- [Do this]: Please copy out, word for word, the part of the records that opens with the line containing "Trace the outline of every instance of the pale" and runs through the end of the records.

------------------------

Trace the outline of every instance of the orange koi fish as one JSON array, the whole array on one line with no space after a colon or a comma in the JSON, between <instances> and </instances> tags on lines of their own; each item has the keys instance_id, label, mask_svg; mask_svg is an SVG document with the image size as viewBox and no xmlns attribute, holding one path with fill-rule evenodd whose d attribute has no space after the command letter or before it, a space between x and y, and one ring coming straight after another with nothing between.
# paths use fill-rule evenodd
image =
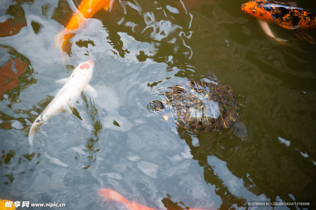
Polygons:
<instances>
[{"instance_id":1,"label":"orange koi fish","mask_svg":"<svg viewBox=\"0 0 316 210\"><path fill-rule=\"evenodd\" d=\"M299 38L315 43L301 29L316 29L316 13L298 7L294 2L253 0L242 4L241 7L243 11L257 18L292 29Z\"/></svg>"},{"instance_id":2,"label":"orange koi fish","mask_svg":"<svg viewBox=\"0 0 316 210\"><path fill-rule=\"evenodd\" d=\"M78 9L71 17L66 29L55 37L56 47L61 46L63 51L70 54L71 44L69 40L75 35L76 29L81 27L87 18L90 18L102 8L109 9L114 0L82 0Z\"/></svg>"},{"instance_id":3,"label":"orange koi fish","mask_svg":"<svg viewBox=\"0 0 316 210\"><path fill-rule=\"evenodd\" d=\"M125 204L129 208L129 210L155 210L153 209L144 206L137 203L134 201L129 201L121 195L113 190L104 188L98 191L98 193L104 197L103 200L105 201L116 201ZM189 210L205 210L201 209L192 208Z\"/></svg>"}]
</instances>

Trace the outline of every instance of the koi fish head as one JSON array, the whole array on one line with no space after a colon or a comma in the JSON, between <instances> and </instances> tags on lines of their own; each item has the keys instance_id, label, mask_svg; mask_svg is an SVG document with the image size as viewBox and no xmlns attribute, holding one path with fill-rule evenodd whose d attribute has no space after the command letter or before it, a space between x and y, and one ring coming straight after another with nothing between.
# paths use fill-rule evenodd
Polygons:
<instances>
[{"instance_id":1,"label":"koi fish head","mask_svg":"<svg viewBox=\"0 0 316 210\"><path fill-rule=\"evenodd\" d=\"M257 18L264 20L266 18L264 16L267 13L267 12L263 6L266 3L266 1L261 0L254 0L251 1L247 3L241 5L241 10Z\"/></svg>"},{"instance_id":2,"label":"koi fish head","mask_svg":"<svg viewBox=\"0 0 316 210\"><path fill-rule=\"evenodd\" d=\"M92 78L94 67L93 62L91 60L82 63L72 71L70 76L70 78L73 77L75 75L80 75L86 77L88 80L87 83L88 83Z\"/></svg>"}]
</instances>

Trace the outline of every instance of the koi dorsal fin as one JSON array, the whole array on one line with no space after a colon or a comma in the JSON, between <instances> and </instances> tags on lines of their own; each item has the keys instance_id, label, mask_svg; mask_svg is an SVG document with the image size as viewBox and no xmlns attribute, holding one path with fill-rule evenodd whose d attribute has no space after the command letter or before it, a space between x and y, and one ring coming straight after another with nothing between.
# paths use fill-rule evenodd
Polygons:
<instances>
[{"instance_id":1,"label":"koi dorsal fin","mask_svg":"<svg viewBox=\"0 0 316 210\"><path fill-rule=\"evenodd\" d=\"M297 6L297 3L295 2L291 2L290 1L289 1L287 2L284 2L284 3L288 4L289 4L291 6L294 6L295 7Z\"/></svg>"}]
</instances>

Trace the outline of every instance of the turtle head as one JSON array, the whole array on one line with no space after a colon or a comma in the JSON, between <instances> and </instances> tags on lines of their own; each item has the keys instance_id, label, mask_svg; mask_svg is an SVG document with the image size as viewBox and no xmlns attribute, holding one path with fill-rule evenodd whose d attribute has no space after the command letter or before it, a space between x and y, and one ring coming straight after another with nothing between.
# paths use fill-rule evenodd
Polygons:
<instances>
[{"instance_id":1,"label":"turtle head","mask_svg":"<svg viewBox=\"0 0 316 210\"><path fill-rule=\"evenodd\" d=\"M158 100L152 101L147 105L147 108L151 111L160 114L164 111L166 107L162 101Z\"/></svg>"}]
</instances>

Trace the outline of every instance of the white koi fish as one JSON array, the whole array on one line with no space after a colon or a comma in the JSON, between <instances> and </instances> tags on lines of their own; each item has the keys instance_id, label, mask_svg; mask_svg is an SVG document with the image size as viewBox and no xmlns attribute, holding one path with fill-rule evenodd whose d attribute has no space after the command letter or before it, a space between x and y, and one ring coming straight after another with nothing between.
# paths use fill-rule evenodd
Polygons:
<instances>
[{"instance_id":1,"label":"white koi fish","mask_svg":"<svg viewBox=\"0 0 316 210\"><path fill-rule=\"evenodd\" d=\"M96 92L88 83L92 77L93 63L88 60L77 66L71 73L70 77L57 80L56 82L64 83L55 97L46 107L32 124L28 133L28 141L31 151L33 146L33 136L38 127L47 122L51 117L59 112L72 107L83 91L90 92L93 97L96 96Z\"/></svg>"}]
</instances>

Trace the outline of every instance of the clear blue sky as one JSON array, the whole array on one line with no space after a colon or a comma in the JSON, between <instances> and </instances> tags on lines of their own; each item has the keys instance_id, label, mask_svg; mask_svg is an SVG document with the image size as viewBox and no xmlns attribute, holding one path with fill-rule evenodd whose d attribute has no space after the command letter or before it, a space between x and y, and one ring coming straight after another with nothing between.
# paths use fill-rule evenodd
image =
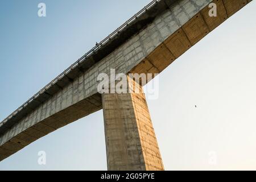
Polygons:
<instances>
[{"instance_id":1,"label":"clear blue sky","mask_svg":"<svg viewBox=\"0 0 256 182\"><path fill-rule=\"evenodd\" d=\"M1 1L0 120L150 1ZM166 169L256 169L255 10L253 1L160 75L159 98L148 104ZM106 169L102 111L0 162L3 169Z\"/></svg>"}]
</instances>

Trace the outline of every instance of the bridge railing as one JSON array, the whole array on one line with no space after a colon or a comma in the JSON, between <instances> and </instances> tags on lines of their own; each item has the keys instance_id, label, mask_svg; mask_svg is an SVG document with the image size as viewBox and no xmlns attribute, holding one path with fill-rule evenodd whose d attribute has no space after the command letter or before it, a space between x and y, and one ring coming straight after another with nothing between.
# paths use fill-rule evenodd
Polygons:
<instances>
[{"instance_id":1,"label":"bridge railing","mask_svg":"<svg viewBox=\"0 0 256 182\"><path fill-rule=\"evenodd\" d=\"M5 123L6 123L9 119L11 119L12 117L15 116L18 113L19 113L21 110L22 110L24 107L25 107L27 105L33 101L34 99L36 99L38 96L46 91L47 89L52 86L52 85L55 84L60 79L62 78L65 75L68 73L72 69L76 68L80 63L81 63L82 61L85 60L86 58L90 56L92 53L93 53L96 51L98 49L101 47L105 45L107 43L109 40L110 40L112 38L113 38L115 36L116 36L119 32L122 31L126 26L127 26L130 23L132 23L137 18L139 17L142 14L143 14L147 10L150 9L155 4L157 3L159 1L162 0L154 0L149 3L147 5L144 7L141 11L133 15L131 18L130 18L128 20L127 20L125 23L122 24L119 27L116 29L114 32L112 34L109 34L106 38L104 40L101 40L98 44L96 44L96 46L94 46L93 48L92 48L90 51L86 52L84 55L79 59L75 63L72 64L69 67L66 69L63 72L60 73L59 75L57 76L55 79L52 80L49 84L48 84L46 86L44 86L43 89L40 90L37 93L34 95L31 98L30 98L27 102L24 103L22 105L21 105L19 108L18 108L16 110L13 112L11 114L10 114L7 118L3 119L2 122L0 122L0 127L2 126Z\"/></svg>"}]
</instances>

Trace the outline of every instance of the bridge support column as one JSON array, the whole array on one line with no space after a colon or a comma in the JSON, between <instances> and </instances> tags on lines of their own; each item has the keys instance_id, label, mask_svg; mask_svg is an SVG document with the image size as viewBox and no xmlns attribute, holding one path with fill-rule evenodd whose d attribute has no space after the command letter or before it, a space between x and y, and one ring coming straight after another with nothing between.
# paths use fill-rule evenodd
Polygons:
<instances>
[{"instance_id":1,"label":"bridge support column","mask_svg":"<svg viewBox=\"0 0 256 182\"><path fill-rule=\"evenodd\" d=\"M108 170L164 170L142 88L138 93L102 94Z\"/></svg>"}]
</instances>

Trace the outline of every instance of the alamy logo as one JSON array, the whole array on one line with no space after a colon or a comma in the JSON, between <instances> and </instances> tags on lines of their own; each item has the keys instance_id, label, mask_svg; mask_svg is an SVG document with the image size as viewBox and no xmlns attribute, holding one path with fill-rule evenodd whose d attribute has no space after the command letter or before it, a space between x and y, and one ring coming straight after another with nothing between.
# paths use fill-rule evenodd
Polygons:
<instances>
[{"instance_id":1,"label":"alamy logo","mask_svg":"<svg viewBox=\"0 0 256 182\"><path fill-rule=\"evenodd\" d=\"M217 16L217 5L216 3L212 2L209 5L209 8L210 9L209 10L209 16L210 17Z\"/></svg>"},{"instance_id":2,"label":"alamy logo","mask_svg":"<svg viewBox=\"0 0 256 182\"><path fill-rule=\"evenodd\" d=\"M38 4L38 7L39 9L38 11L38 15L39 17L46 16L46 5L45 3L41 2Z\"/></svg>"},{"instance_id":3,"label":"alamy logo","mask_svg":"<svg viewBox=\"0 0 256 182\"><path fill-rule=\"evenodd\" d=\"M46 165L46 152L44 151L39 151L38 154L39 156L38 163L39 165Z\"/></svg>"}]
</instances>

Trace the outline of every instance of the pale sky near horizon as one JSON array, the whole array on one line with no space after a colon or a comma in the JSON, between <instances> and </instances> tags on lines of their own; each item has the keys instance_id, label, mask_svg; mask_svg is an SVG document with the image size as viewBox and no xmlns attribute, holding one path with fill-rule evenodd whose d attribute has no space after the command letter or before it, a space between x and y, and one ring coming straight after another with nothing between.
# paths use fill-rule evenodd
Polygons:
<instances>
[{"instance_id":1,"label":"pale sky near horizon","mask_svg":"<svg viewBox=\"0 0 256 182\"><path fill-rule=\"evenodd\" d=\"M0 121L150 1L2 1ZM256 169L255 10L253 1L159 75L147 103L166 170ZM102 110L0 162L9 169L106 170Z\"/></svg>"}]
</instances>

------------------------

- [Task response]:
Trace the outline of every instance of the pale sky near horizon as one JSON array, the whole array on one line with no space after a colon or a comma in the JSON, between <instances> and </instances> tags on lines of their own; each item has the keys instance_id, label, mask_svg; mask_svg is an SVG document with the image size as viewBox and no xmlns attribute, holding one path with fill-rule evenodd whose d attribute has no space after the command letter or before it, a space between x and y, and one ring coming straight after another with nothing between.
# paths use fill-rule evenodd
Polygons:
<instances>
[{"instance_id":1,"label":"pale sky near horizon","mask_svg":"<svg viewBox=\"0 0 256 182\"><path fill-rule=\"evenodd\" d=\"M0 121L150 1L2 1ZM256 169L255 10L253 1L159 75L147 103L166 170ZM102 110L0 162L9 169L106 170Z\"/></svg>"}]
</instances>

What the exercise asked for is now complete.